— START OF SOURCE EXTRACT —

Anyway, with terrible weather, it's taken me quite a while just to gather this much data so I think for now, this is it.

In the end, mostly 3 minute subs for the RGB (totalling 7 hours), 10 minute subs for the Ha/Oiii (totalling 4 hours), and if I'm honest probably 6+ hours of doing, redoing, doing and redoing the image processing before I was half way happy with it!

After the feedback from Olly, I went back to the  beginning with my RGB data - and this time starting off by letting Siril photometrically colour correct it to get me in the right ballpark.

And instead of getting to the end and then adding the Ha, after a lot of experimentation - I ended up using  pixelmath in Siril to blend it in from the start, along with my Oiii data from the L-ultimate: I created R1 by creating a 0.4*R+0.6*Ha, then R2 as 0.4*R1+0.6*Ha. I then used R2 as red. For the green I just used green, and for the blue I used the stacked blue/green from my L-ultimate.
 
The result immediately started to look good, and it was then into Affinity Photo for editing, also making use of Russell Croman's plugins (starXterminator and noiseXterminator).

Like every astrophoto ever, it could do with more integration time, but I'm now unlikely to get it this season - so here it is.

stu

And one with more NoiseX and a bit less red flare... better ? worse ?

 

Excellent image! On my Galaxy Tab, v 1 looks "punchier". So, please don't enter it in the competition section. 

Btw, R1 = 0.4×R + 0.6×Ha and R2 = 0.4×R1 + 0.6×Ha. Doesn't that just mean that R2 = 0.16×R + 0.84×Ha, so 84% Ha and 16% red? In other words, will you get the same result with just one pixelmath expression?

— END OF SOURCE EXTRACT —

— GIVEN EXERCISE A —
Please format the rows as a JSON list of strings, one string per line with blank lines left out, starting at the line that contains "Note to the class: indicate the green foliage" and ending at the last row.

— START OF ENTRIES —

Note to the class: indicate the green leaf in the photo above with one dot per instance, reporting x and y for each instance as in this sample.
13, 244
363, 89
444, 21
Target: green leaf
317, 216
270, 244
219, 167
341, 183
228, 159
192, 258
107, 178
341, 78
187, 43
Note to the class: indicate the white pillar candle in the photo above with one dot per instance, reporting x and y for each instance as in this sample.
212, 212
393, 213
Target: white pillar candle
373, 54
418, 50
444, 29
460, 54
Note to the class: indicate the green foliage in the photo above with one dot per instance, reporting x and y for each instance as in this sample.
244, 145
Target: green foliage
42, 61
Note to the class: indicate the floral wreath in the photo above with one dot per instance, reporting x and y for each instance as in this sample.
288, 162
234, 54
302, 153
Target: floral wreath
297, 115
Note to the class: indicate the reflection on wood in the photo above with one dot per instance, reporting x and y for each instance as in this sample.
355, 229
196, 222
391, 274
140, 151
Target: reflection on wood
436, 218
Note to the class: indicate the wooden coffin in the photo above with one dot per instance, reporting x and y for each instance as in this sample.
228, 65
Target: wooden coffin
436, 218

— END OF ENTRIES —

— GIVEN EXERCISE B —
Resume the astrophotography thread from the point where it stops.

— RIGHT ANSWER A —
[
  "Note to the class: indicate the green foliage in the photo above with one dot per instance, reporting x and y for each instance as in this sample.",
  "244, 145",
  "Target: green foliage",
  "42, 61",
  "Note to the class: indicate the floral wreath in the photo above with one dot per instance, reporting x and y for each instance as in this sample.",
  "288, 162",
  "234, 54",
  "302, 153",
  "Target: floral wreath",
  "297, 115",
  "Note to the class: indicate the reflection on wood in the photo above with one dot per instance, reporting x and y for each instance as in this sample.",
  "355, 229",
  "196, 222",
  "391, 274",
  "140, 151",
  "Target: reflection on wood",
  "436, 218",
  "Note to the class: indicate the wooden coffin in the photo above with one dot per instance, reporting x and y for each instance as in this sample.",
  "228, 65",
  "Target: wooden coffin",
  "436, 218"
]

— RIGHT ANSWER B —
Yesterday astro darkness officially ended here in the North, and won't return until mid August. So this is my final entry in this competition, M63 in Canes Venatici

Imaged with the SkyWatcher 190MN and ZWO ASI294MM

Optolong RGB filters and Baader 7nm H-alpha filter

Total exposure time 14 hours, imaged over four nights 19 - 22 April

Processed in PixInsight

23 hours ago, Sarek said:

I've not yet tried WBPP on its own

Adam Block has a whole series of videos on WBPP on his YouTube channel, including on how to combine data from multiple sessions.

@CCD-Freak does the sensor have amp glow?

19 minutes ago, Sarek said:

Thank you. I've yet to try dithering although I did watch a YT video that recommended 2 pixels every 3rd frame? I guess I can try a range but I'm interested to know why you recommend 12-15  - is that related to exposure time, higher exposure time  = more pixels and higher frame frequency?

The recommendation originally comes from astrophotographer Tony Hallas. DSLR cameras have, what he calls "color mottle", large scale colour noise. To efficiently get rid of it, you dither with larger steps. This talk may be a bit dated, but it is still one of the best introductions

43 minutes ago, dark knight said:

I thought with dslr it was better to use bias frames. Maybe give them a try.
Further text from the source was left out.